**Ausgewählter Auszug**.
# Zugriff auf Fileserver klappt nicht



## wheely (21. Mai 2004)

hi,
ich möchte mit meinem Linux-Rechner auf den Fileserver 'W2kserver' und dort auf den Ordner 'shares' zugreifen.
Ich bekomme aber dann diese Fehlermeldung:

linux:/home/admin # mount -t smbfs //W2kserver/shares /mnt/shares -o username=username,password=password
5818: tree connect failed: ERRDOS - ERRnosuchshare (You specified an invalied share name)
SMB Connection failed

Der Ordner 'shares' ist aber auf dem 'W2kserver' vorhanden.

Kann mir jemand weiterhelfen?
Gruß Conny


----------



## RedWing (21. Mai 2004)

Mhm der Ordner ist wahrscheinllich vorhanden, wurde aber nicht unter windows freigegeben.

**Zu erledigen**.
• 1. Extrahiere aus dem Thread zum Fileserver-Zugriff den Abschnitt von „Kann mir jemand“ bis einschließlich „unter windows freigegeben.“.
• 2. Übersetze aus dem Thread zum Fileserver-Zugriff den Satz „Der Ordner 'shares' ist aber auf dem 'W2kserver' vorhanden.“ ins Englische.
• 3. Führe den Thread zum Fileserver-Zugriff im Anschluss an seinen letzten Satz fort.
Die Zeilen haben hiermit nichts zu tun.

**Datenzeilen**.

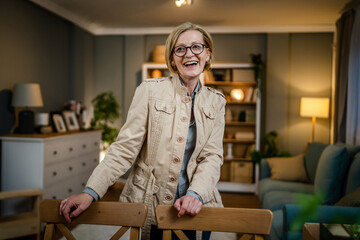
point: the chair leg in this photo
(166, 234)
(134, 233)
(49, 231)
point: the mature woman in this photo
(173, 137)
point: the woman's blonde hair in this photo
(172, 38)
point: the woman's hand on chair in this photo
(188, 205)
(73, 206)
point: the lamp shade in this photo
(314, 107)
(27, 95)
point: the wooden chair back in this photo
(127, 215)
(249, 223)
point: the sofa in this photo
(329, 171)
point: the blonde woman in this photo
(172, 136)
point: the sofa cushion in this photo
(331, 172)
(276, 200)
(350, 200)
(277, 231)
(312, 157)
(267, 185)
(353, 178)
(288, 168)
(352, 150)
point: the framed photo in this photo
(71, 120)
(59, 123)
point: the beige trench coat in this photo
(153, 139)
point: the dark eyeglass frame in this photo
(186, 48)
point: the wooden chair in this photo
(21, 224)
(250, 223)
(127, 215)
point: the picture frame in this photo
(59, 123)
(71, 120)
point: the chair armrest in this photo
(324, 214)
(264, 169)
(20, 193)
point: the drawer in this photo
(241, 172)
(88, 162)
(59, 171)
(63, 189)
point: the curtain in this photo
(353, 98)
(346, 96)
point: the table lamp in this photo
(27, 95)
(314, 107)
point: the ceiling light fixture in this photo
(180, 3)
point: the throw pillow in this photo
(353, 178)
(287, 168)
(350, 200)
(312, 157)
(330, 173)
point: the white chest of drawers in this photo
(59, 164)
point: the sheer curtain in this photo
(347, 101)
(353, 98)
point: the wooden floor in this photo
(240, 200)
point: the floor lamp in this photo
(314, 108)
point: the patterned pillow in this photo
(350, 200)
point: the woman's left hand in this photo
(188, 205)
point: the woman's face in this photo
(190, 66)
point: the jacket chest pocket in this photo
(164, 108)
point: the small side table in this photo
(311, 231)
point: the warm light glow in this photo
(237, 95)
(180, 3)
(314, 107)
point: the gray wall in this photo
(35, 48)
(69, 63)
(299, 65)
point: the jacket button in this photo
(186, 99)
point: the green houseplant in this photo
(106, 111)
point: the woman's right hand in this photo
(74, 205)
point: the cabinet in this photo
(59, 164)
(242, 121)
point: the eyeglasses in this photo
(196, 49)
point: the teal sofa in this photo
(333, 170)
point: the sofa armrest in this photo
(264, 169)
(324, 214)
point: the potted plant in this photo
(106, 111)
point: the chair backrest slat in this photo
(240, 220)
(103, 213)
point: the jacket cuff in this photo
(195, 195)
(92, 193)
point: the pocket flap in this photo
(209, 112)
(164, 107)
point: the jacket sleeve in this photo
(126, 148)
(210, 160)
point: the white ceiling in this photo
(102, 17)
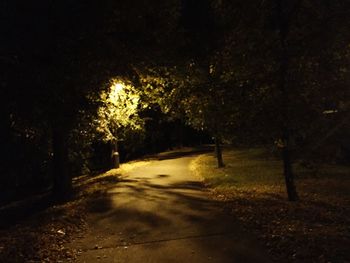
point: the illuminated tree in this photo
(118, 115)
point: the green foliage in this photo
(118, 113)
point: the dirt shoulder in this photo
(43, 236)
(315, 229)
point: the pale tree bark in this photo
(283, 24)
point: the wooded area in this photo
(272, 73)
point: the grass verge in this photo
(42, 237)
(251, 187)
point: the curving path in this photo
(161, 213)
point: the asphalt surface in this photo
(161, 213)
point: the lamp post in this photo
(117, 88)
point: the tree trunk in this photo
(285, 101)
(62, 180)
(115, 154)
(288, 170)
(218, 152)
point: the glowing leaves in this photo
(118, 113)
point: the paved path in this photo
(161, 213)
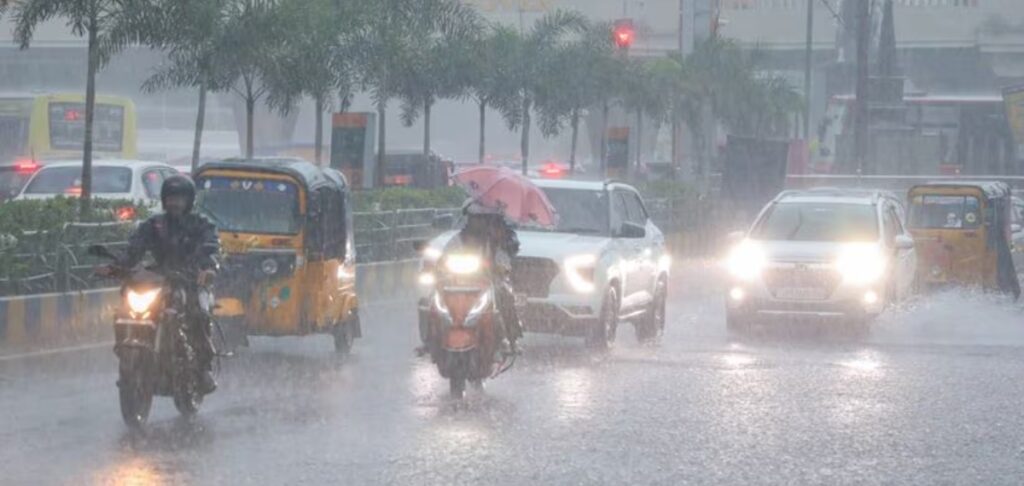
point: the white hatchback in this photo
(112, 179)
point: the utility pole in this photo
(860, 105)
(807, 70)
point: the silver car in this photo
(823, 254)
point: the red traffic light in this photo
(623, 33)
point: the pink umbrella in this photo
(504, 189)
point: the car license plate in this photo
(802, 294)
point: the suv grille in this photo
(802, 277)
(532, 275)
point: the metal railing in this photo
(56, 261)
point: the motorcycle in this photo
(155, 354)
(463, 340)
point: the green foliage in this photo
(408, 197)
(18, 217)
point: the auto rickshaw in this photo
(963, 232)
(288, 266)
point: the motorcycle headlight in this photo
(463, 264)
(745, 261)
(580, 272)
(139, 302)
(861, 263)
(269, 266)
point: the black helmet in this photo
(178, 185)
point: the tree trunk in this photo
(318, 136)
(604, 139)
(381, 164)
(524, 140)
(90, 108)
(426, 127)
(250, 108)
(200, 120)
(576, 136)
(639, 140)
(483, 121)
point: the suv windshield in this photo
(580, 211)
(818, 222)
(250, 207)
(68, 180)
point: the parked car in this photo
(605, 263)
(112, 179)
(824, 254)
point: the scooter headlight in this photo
(461, 264)
(139, 302)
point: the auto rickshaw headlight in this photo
(139, 302)
(269, 266)
(861, 263)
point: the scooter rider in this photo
(487, 229)
(181, 239)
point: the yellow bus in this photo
(36, 128)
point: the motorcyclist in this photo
(488, 230)
(181, 239)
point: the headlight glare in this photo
(463, 264)
(745, 261)
(580, 272)
(861, 263)
(139, 302)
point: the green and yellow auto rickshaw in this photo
(963, 233)
(288, 265)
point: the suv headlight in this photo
(745, 261)
(580, 272)
(139, 302)
(861, 264)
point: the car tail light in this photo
(126, 213)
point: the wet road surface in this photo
(932, 396)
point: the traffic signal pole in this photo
(808, 53)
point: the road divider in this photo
(51, 320)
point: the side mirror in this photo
(903, 241)
(442, 222)
(632, 230)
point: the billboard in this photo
(1013, 97)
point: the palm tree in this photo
(581, 74)
(109, 27)
(387, 47)
(491, 74)
(315, 57)
(532, 54)
(439, 65)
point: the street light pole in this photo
(807, 70)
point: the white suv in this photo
(605, 262)
(821, 253)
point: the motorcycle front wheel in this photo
(133, 389)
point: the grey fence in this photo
(55, 261)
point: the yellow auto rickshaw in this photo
(288, 266)
(962, 231)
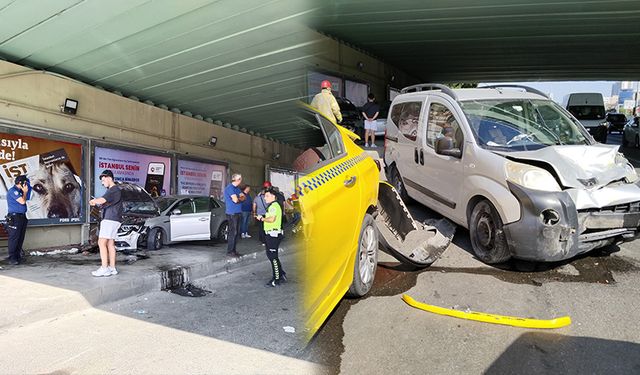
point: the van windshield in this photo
(522, 124)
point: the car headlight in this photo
(530, 177)
(631, 175)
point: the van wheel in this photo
(364, 270)
(487, 237)
(396, 181)
(155, 240)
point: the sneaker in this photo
(101, 272)
(272, 283)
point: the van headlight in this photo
(530, 177)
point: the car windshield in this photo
(164, 203)
(384, 110)
(522, 124)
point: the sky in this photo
(558, 90)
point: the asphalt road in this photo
(238, 326)
(599, 291)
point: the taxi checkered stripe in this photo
(329, 174)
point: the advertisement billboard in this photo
(199, 178)
(54, 169)
(152, 172)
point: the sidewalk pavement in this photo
(48, 286)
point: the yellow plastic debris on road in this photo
(490, 318)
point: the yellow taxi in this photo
(338, 192)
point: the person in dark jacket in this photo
(16, 226)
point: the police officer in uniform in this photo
(17, 198)
(273, 235)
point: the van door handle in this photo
(350, 182)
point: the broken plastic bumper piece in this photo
(490, 318)
(411, 242)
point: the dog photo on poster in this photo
(54, 169)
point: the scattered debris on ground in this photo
(73, 250)
(189, 290)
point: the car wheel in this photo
(487, 237)
(364, 270)
(155, 240)
(396, 181)
(223, 232)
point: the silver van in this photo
(513, 167)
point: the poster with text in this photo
(196, 178)
(152, 172)
(54, 170)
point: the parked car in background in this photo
(616, 121)
(338, 191)
(180, 218)
(588, 108)
(381, 121)
(631, 133)
(351, 116)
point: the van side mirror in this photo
(455, 152)
(445, 148)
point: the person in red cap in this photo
(326, 104)
(260, 209)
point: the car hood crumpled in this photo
(580, 166)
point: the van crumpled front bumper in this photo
(552, 229)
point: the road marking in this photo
(490, 318)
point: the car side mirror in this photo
(455, 152)
(442, 148)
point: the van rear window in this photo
(406, 116)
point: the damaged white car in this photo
(513, 167)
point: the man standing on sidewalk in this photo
(233, 199)
(326, 104)
(17, 198)
(273, 235)
(260, 209)
(111, 205)
(370, 112)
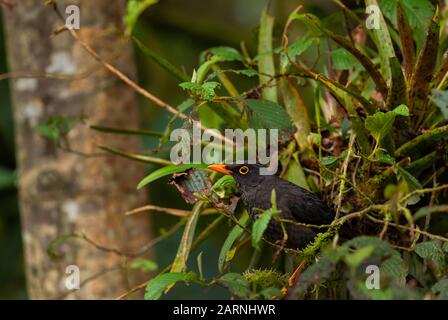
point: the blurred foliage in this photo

**Lösungen**.
• 1.
Kann mir jemand weiterhelfen?
Gruß Conny


----------



## RedWing (21. Mai 2004)

Mhm der Ordner ist wahrscheinllich vorhanden, wurde aber nicht unter windows freigegeben.

• 2. But the folder 'shares' does exist on the 'W2kserver'.

• 3.
Gruß

RedWing


----------



## BigTrouble (22. Mai 2004)

*samba shares ...*

Hi wheely

Du schriebst u.a.

linux:/home/admin # mount -t smbfs //W2kserver/shares /mnt/shares -o

Es muss heissen : mount -t smbfs  ////W2kserver//shares /mnt/shares -o

Du gibst diese Befehle unter Linux ein : also musst Du die "slashes /" für die Shell maskieren.

Dann sollte alles funktionieren ...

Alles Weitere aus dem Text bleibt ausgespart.